Work request = Please return every line below that contains the string "accurate".

Data under study =
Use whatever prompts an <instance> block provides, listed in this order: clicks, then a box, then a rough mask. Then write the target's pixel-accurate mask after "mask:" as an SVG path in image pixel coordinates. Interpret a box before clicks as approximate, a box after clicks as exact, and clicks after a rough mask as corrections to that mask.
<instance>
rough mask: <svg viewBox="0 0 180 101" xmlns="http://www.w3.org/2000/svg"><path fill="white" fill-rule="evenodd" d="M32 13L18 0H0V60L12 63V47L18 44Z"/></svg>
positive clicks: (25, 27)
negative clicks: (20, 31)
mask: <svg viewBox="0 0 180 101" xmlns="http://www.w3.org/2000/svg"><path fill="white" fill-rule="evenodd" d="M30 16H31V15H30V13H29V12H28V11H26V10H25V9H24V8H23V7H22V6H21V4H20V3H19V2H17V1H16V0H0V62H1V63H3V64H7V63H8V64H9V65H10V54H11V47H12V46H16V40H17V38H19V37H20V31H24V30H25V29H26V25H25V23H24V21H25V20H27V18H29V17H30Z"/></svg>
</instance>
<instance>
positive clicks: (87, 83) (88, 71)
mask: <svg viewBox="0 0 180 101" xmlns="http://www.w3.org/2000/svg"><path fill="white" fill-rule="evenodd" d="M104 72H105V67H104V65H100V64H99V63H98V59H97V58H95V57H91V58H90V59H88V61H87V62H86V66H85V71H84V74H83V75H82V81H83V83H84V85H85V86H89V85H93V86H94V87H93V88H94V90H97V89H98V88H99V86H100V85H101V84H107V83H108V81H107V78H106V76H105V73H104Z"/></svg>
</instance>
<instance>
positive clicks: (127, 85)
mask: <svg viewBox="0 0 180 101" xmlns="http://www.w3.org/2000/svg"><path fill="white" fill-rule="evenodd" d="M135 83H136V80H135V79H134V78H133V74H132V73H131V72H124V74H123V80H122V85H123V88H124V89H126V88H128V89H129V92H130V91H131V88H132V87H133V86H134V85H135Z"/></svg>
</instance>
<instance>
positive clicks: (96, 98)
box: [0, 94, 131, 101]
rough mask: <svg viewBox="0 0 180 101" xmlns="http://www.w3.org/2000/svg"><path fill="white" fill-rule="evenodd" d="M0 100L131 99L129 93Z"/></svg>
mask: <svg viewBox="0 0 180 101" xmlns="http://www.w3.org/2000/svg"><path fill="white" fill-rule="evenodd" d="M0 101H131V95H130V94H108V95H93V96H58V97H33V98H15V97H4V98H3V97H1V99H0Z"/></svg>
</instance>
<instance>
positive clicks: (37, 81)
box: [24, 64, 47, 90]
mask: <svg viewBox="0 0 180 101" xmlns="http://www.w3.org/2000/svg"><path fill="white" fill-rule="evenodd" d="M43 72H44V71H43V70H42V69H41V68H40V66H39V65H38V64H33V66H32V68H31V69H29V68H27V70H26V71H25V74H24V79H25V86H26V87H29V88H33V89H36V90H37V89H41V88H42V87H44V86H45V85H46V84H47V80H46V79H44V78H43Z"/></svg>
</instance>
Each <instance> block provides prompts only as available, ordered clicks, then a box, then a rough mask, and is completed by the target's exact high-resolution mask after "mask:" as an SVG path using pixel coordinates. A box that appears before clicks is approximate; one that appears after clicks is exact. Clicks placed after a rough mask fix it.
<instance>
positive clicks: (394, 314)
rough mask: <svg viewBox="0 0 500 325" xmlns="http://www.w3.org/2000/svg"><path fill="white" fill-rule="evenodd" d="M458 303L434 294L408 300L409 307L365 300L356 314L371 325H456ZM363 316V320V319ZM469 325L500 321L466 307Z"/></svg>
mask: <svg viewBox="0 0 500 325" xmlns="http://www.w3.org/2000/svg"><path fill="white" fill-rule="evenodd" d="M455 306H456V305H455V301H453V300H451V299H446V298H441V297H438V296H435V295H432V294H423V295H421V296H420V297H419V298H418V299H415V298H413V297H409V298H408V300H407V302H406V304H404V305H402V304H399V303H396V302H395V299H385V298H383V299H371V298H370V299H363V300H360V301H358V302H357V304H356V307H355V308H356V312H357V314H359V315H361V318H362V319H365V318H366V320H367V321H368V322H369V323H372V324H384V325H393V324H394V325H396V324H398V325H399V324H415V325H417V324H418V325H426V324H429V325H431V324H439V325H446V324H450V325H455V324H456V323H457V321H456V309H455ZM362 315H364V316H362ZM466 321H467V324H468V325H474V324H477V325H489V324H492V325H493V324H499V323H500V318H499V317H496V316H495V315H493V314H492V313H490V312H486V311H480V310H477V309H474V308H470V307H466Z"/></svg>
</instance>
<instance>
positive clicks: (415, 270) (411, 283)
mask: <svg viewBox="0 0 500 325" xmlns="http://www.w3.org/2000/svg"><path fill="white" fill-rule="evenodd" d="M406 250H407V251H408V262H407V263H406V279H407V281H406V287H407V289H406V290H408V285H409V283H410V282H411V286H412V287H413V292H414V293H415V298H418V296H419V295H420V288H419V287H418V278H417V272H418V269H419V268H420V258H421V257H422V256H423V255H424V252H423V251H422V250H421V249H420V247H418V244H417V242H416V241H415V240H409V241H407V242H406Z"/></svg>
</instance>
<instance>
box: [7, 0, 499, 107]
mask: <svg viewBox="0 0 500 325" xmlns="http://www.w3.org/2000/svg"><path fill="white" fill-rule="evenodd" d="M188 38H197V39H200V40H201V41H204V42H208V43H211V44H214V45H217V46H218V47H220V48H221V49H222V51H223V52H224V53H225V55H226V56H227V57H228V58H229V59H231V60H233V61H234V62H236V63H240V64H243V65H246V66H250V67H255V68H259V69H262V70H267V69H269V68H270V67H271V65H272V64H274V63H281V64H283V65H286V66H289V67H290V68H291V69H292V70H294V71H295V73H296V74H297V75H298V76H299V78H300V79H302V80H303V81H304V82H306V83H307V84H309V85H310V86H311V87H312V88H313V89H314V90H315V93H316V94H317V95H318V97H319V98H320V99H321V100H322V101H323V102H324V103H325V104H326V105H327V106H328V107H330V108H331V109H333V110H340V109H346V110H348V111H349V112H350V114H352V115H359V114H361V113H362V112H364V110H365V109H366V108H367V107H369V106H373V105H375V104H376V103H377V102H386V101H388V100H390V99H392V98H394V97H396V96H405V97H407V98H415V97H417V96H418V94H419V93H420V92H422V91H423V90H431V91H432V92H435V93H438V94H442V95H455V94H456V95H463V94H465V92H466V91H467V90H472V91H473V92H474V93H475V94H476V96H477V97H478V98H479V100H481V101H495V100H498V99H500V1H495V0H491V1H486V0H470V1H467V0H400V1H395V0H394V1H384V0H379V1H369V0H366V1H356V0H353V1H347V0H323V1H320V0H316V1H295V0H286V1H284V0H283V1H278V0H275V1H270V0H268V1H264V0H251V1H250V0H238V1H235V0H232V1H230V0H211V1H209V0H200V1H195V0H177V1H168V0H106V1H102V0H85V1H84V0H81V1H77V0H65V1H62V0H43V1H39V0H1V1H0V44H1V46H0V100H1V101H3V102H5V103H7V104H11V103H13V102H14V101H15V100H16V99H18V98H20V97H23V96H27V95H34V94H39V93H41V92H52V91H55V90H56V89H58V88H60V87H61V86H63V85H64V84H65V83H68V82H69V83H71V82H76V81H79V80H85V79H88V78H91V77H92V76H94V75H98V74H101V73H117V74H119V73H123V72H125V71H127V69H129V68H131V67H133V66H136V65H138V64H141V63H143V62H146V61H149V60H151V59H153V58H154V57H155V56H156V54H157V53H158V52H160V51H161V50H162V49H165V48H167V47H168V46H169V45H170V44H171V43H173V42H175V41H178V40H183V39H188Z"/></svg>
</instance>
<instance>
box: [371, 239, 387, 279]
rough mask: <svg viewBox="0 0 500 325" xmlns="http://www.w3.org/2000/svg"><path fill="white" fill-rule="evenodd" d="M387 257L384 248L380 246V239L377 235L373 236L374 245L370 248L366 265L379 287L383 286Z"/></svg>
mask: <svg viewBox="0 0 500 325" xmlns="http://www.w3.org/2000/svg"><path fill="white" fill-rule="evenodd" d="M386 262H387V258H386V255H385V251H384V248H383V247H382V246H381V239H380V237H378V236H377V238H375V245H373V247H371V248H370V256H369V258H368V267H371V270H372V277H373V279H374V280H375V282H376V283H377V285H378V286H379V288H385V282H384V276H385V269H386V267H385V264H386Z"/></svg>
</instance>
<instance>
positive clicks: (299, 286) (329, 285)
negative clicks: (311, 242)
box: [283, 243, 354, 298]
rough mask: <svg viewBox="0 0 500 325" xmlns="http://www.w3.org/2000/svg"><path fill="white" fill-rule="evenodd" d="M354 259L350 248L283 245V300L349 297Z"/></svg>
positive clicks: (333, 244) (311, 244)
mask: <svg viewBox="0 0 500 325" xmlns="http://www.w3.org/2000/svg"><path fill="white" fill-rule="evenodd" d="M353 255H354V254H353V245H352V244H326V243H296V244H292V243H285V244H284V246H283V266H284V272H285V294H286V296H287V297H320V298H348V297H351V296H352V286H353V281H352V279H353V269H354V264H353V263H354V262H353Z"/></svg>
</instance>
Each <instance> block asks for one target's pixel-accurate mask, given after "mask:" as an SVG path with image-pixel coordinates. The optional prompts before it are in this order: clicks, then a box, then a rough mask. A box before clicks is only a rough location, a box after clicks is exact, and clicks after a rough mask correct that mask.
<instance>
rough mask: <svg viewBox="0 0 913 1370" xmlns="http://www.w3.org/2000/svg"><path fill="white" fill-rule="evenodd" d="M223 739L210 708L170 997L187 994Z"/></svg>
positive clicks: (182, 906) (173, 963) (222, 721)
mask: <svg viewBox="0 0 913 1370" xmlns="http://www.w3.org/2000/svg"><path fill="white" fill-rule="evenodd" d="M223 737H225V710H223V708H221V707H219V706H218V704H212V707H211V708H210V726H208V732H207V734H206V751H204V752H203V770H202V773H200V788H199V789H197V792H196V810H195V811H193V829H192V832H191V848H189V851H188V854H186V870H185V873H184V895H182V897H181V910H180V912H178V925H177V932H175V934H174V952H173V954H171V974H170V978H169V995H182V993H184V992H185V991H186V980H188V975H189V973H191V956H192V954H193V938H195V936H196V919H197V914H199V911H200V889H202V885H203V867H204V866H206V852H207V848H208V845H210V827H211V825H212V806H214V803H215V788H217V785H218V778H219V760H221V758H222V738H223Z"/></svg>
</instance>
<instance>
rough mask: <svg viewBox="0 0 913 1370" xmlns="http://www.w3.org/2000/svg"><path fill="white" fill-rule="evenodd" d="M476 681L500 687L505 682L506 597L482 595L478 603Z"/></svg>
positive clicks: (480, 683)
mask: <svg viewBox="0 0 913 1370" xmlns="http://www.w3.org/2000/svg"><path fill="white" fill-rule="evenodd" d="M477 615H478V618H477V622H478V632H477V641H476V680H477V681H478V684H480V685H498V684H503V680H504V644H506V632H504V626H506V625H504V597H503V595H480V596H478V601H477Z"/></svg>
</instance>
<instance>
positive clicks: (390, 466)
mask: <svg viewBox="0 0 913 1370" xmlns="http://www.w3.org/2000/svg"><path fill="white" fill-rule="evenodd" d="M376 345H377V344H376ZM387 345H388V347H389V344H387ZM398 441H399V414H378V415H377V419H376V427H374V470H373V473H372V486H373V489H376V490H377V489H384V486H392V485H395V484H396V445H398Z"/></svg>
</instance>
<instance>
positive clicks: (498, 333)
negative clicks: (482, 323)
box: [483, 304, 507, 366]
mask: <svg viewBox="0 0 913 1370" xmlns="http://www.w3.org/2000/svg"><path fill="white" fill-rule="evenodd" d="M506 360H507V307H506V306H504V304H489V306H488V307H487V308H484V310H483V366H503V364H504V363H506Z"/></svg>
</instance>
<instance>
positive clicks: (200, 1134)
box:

Task solution =
Use whatever prompts an <instance> block provides, listed in this order: clicks, then a box, then a rough mask. Then write the target's pixel-accurate mask after "mask:" as an SVG path in image pixel coordinates. Interpret a box before clicks as approximate, a box after clicks as exact, and clicks after a rough mask as corrections to that mask.
Each <instance> block asks for one target's pixel-accurate mask, given after "mask:" as an SVG path with image-pixel coordinates. The optional prompts before it are in this order: clicks, then a box, then a rough mask. A box before clicks is only a rough location, a box after clicks is exact, and clicks after a rough mask correct that mask.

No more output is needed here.